# Start of Selected passage

May 5, 2011
In the Book Notes series, authors create and discuss a music playlist that relates in some way to their recently published book.
As she did with her debut, Songs for a Teenage Nomad, Kim Culbertson once again has produced a smart and entertaining young adult novel. Instructions for a Broken Heart is filled with interesting and complex characters facing the truly credible dramas of high school life.
Eireann Corrigan wrote of the book:
"Instructions for a Broken Heart transported me--to Italy, back to high school, to the wrench and ache of a first breakup and the exhilaration of self-discovery...with multifaceted characters and realistic complexities, this unforgettable novel is a journey I'm so glad to have taken."
My first young adult novel Songs for a Teenage Nomad truly centered around music, and while Italy becomes more of that center in my new YA novel Instructions for a Broken Heart, music once again played a special role both in the novel and in the writing of the novel. My main character, Jessa, has an iPod full of her favorite songs and she sets off to Italy on a school spring trip in the wake of a painful break up. Oh, and her ex-boyfriend is also on the trip. With the new squeeze. So Jessa especially needs not just her music but that beautiful, transformative power of travel. And lots of gelato.
Like music, travel can transport us, transform us. Somehow, a new song on the iPod or a new view out a window can really force us to think, to take stock of our lives. In Instructions for a Broken Heart I wanted to showcase that transformative quality of art, of beautiful things, of new views – the way beauty, in its many forms, can heal us.
These are ten songs that I feel really embody Instructions for a Broken Heart:
"Seasons of Love" from the Rent soundtrack
It doesn't matter how many times I hear this song, I love it each time. And most often, I totally cry when I hear it. "Measure your life in love." 525,600 minutes. One year. A year before Jessa sets out on her Italian journey riddled with heartbreak, she had just started her relationship with Sean. Fast forward one year, and we find Jessa sitting in the Pantheon watching Sean cuddle his new girlfriend. Jessa's humming this song to herself, realizing not only how much can change in one year, but how every minute can bring new things. I love this song: it's pretty, sad, hopeful. It inspires me to try to measure my life in love.
"Terrible Vision" by Rhett Miller
I was on a huge Rhett Miller kick while writing this novel. I really love his songwriting and the energy of his music. The opening line of this song is great: "I had a dream I was employed at my old position as your second string." In the novel, Jessa definitely feels like she's been benched, and let's be honest, how many of us at some point or another have felt like someone's second string? I know I have. It sucks. But what I love about this song is that the speaker is totally calling this other person on the issue: you have terrible vision if you don't see that I love you. Because sometimes, it's just about paying attention to the love you have.

# End of Selected passage

**Set exercise**
Answer these questions from the Book Notes post, one per line:
(a) What was the title of Kim Culbertson's debut novel?
(b) Where is Jessa sitting when she watches Sean cuddle his new girlfriend?
(c) Which musician was the author listening to heavily while writing the novel?

# Start of Record set

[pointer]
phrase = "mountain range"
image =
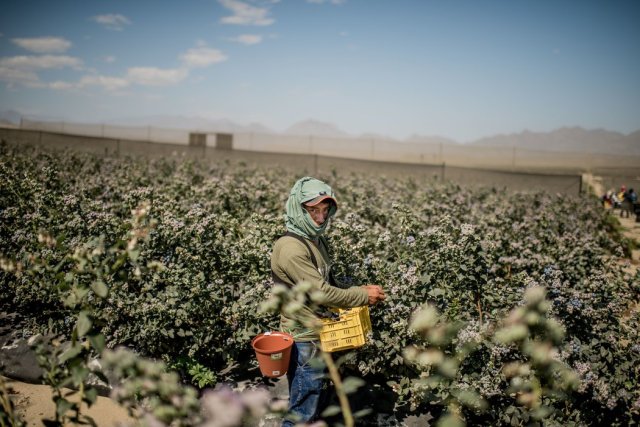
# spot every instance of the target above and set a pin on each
(567, 139)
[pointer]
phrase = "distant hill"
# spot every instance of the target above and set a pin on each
(316, 128)
(191, 123)
(566, 139)
(422, 139)
(569, 139)
(10, 117)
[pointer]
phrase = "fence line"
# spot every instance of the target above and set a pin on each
(376, 149)
(296, 164)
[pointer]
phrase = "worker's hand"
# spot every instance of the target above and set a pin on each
(375, 293)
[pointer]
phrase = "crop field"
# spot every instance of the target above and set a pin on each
(503, 308)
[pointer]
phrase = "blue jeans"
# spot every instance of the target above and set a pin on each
(307, 383)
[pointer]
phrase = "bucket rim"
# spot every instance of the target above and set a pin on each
(287, 341)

# End of Record set

**Reply to the exercise**
(a) Songs for a Teenage Nomad
(b) In the Pantheon
(c) Rhett Miller